Make an exact transcription of the data below.

[DATASET Boundary: Start]

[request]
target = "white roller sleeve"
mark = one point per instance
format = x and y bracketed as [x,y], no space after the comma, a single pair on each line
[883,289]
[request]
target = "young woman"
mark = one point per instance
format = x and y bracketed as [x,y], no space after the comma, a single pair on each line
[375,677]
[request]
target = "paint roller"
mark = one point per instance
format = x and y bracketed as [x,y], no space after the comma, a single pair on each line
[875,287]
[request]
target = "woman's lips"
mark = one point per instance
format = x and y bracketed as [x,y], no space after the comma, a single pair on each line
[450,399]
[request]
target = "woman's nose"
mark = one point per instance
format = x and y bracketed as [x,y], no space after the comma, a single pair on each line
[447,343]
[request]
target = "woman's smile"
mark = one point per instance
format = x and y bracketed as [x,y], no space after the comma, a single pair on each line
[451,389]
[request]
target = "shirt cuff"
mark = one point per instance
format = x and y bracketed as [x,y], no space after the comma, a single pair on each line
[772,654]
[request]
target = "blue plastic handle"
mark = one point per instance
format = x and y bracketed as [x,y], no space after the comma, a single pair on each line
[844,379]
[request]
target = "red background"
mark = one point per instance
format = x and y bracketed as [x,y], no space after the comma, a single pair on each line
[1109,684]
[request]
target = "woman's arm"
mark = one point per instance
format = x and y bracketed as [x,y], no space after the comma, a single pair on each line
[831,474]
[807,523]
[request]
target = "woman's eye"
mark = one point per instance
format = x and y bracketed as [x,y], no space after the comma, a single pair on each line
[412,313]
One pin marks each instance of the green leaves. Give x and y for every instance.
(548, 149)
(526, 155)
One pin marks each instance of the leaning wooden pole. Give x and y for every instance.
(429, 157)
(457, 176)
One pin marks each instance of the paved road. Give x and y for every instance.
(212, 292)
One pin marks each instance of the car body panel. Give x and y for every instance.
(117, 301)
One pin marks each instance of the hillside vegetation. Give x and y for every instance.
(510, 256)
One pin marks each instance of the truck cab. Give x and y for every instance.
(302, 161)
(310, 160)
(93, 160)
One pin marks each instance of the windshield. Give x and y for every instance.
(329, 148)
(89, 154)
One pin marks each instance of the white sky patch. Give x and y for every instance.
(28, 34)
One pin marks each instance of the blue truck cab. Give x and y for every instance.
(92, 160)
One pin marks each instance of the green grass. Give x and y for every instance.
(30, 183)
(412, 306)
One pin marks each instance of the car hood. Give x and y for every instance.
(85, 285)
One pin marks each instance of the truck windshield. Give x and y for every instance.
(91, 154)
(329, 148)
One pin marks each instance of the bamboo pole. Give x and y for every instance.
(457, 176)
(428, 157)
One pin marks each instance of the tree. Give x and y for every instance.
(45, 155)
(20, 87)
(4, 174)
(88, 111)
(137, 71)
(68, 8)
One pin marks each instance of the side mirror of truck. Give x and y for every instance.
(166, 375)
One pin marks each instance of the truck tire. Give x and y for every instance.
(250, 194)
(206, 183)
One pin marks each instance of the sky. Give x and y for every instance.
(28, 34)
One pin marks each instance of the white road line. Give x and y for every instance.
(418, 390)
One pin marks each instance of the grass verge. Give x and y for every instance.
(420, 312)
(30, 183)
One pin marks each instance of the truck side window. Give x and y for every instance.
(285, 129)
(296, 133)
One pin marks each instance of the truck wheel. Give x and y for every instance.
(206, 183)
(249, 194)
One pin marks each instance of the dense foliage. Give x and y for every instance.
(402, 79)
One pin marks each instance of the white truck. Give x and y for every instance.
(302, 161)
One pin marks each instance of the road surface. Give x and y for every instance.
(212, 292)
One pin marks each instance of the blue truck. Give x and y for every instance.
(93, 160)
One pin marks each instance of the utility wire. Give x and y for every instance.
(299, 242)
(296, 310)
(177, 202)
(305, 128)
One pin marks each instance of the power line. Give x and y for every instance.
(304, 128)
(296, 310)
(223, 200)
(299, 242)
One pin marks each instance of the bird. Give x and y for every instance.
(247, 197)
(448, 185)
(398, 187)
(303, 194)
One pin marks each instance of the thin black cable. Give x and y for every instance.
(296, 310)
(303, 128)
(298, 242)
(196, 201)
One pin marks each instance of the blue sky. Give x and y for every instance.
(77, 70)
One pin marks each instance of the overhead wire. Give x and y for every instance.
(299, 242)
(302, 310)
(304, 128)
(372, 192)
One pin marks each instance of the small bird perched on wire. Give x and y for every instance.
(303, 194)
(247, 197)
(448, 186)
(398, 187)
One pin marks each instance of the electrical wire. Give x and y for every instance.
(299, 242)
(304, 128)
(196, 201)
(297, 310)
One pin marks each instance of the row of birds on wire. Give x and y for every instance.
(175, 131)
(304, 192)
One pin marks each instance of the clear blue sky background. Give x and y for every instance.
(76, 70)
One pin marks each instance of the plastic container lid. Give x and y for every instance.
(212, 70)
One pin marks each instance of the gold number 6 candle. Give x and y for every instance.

[DATASET Boundary: End]

> _WRITTEN ANSWER_
[request]
target = "white roller sleeve"
mark = one point per instance
format = x and y bracketed as [x,y], no space after the comma, a single pair on each line
[883,289]
[request]
target = "young woman"
mark = one point per instance
format = x and y bracketed as [x,y], no space after the comma, a single pair on each line
[375,677]
[request]
target = "paint roller"
mark = one point per instance
format = x and y bracketed as [x,y], no space after the comma, a single pair on each line
[875,287]
[request]
target = "woman's lips"
mark = one point per instance
format = x and y bracketed as [x,y], no space after the comma, a single pair on each line
[450,399]
[request]
target = "woman's nose"
mark = one point per instance
format = x and y bracketed as [x,y], no space after the comma, a single pair on each line
[447,343]
[request]
target = "woman's smile"
mark = one point per instance
format = x and y bracketed as [x,y], no space after the comma, a single pair on each line
[451,389]
[request]
target = "shirt cuff"
mark = one point per instance
format = x and y bracketed as [x,y], no space after the comma, a single pair on each line
[772,654]
[request]
target = "blue plastic handle"
mark = one point per instance
format = x and y bracketed as [x,y], no space after the comma, a single pair on each line
[844,379]
[request]
target = "red background"
mark = one point per instance
format = x and y bracketed as [x,y], no space after the comma, a single pair on each line
[1109,684]
[request]
target = "woman's arm"
mark = one point per instance
format = x and y bracketed as [x,y], no space after the comma, a single pair on each line
[831,474]
[807,523]
[request]
target = "woman's eye"
mark = one point per instance
format = x and y bracketed as [x,y], no space after the comma, a single pair on each line
[412,313]
One pin marks each instance of the green leaves. Give x and y for every instance.
(548, 149)
(526, 155)
One pin marks each instance of the leaning wooden pole. Give x and y for every instance.
(429, 157)
(457, 176)
One pin marks each instance of the paved road. Give x and y for every instance.
(212, 292)
One pin marks each instance of the car body panel. Give x and y for every instance.
(117, 301)
One pin marks each instance of the hillside vegetation. Give x and y for every instance.
(510, 256)
One pin marks each instance of the truck cab. Give x and y for every instance.
(302, 161)
(310, 160)
(93, 160)
One pin marks each instance of the windshield. Give x and y for every instance.
(329, 148)
(89, 154)
One pin marks each instance of the white sky patch. Give x and y for every instance.
(28, 34)
One pin marks each instance of the blue truck cab. Give x and y for every instance.
(92, 160)
One pin marks each instance of the green grass. Give x and y for every instance.
(30, 183)
(412, 306)
One pin marks each instance of the car hood. Give x and y for every instance.
(85, 285)
One pin marks each instance of the truck windshield. Give x and y for every instance.
(91, 154)
(329, 148)
One pin marks each instance of the bamboo pole. Give x and y for every instance.
(457, 176)
(428, 157)
One pin marks each instance of the tree. Give x and y for every instance.
(45, 155)
(20, 87)
(4, 174)
(88, 111)
(137, 71)
(68, 8)
One pin marks each instance of the side mirror of truck. Give x and y for every instance.
(166, 375)
One pin marks each instance of the truck tire. Give x and y for every instance.
(250, 194)
(206, 183)
One pin marks each instance of the sky. Give x and y for every instance.
(28, 34)
One pin marks each instance of the white road line. Give x and y for every instance.
(418, 390)
One pin marks each instance of the grass verge. Give x and y for every instance.
(420, 312)
(30, 183)
One pin marks each instance of the truck side window. Give x and y for every instance.
(285, 129)
(296, 133)
One pin marks each instance of the truck wheel. Give x and y for every instance.
(206, 183)
(249, 194)
One pin marks each instance of the dense foliage. Give x and y for every instance.
(402, 79)
One pin marks each instance of the white truck. Give x and y for every instance.
(302, 161)
One pin marks each instance of the road surface. Give x and y for every instance.
(212, 292)
One pin marks each instance of the blue truck. Give x and y for every instance.
(93, 160)
One pin marks each instance of the utility wire. Give x and y for every instance.
(299, 242)
(296, 310)
(177, 202)
(305, 128)
One pin marks each instance of the power line. Give x and y for every instance.
(304, 128)
(296, 310)
(223, 200)
(299, 242)
One pin marks each instance of the bird. Give x and y for every instance.
(247, 197)
(448, 185)
(398, 187)
(303, 194)
One pin marks each instance of the thin black cable. Give x and y for every instance.
(296, 310)
(303, 128)
(298, 242)
(196, 201)
One pin marks each instance of the blue sky. Give x and y for every instance.
(77, 70)
One pin marks each instance of the overhead wire. Give x and y for every instance.
(299, 242)
(302, 310)
(304, 128)
(372, 192)
One pin marks each instance of the small bird perched on wire. Give x and y for every instance.
(303, 194)
(247, 197)
(448, 186)
(398, 187)
One pin marks each instance of the electrical wire. Give x and y for every instance.
(299, 242)
(304, 128)
(196, 201)
(297, 310)
One pin marks each instance of the row of birds on wire. Give x and y for every instance.
(175, 131)
(304, 192)
One pin marks each instance of the clear blue sky background. Give x and y for every instance.
(76, 70)
One pin marks each instance of the plastic container lid. Give x and y for every instance.
(212, 70)
One pin marks each instance of the gold number 6 candle. Give x and y for every instance.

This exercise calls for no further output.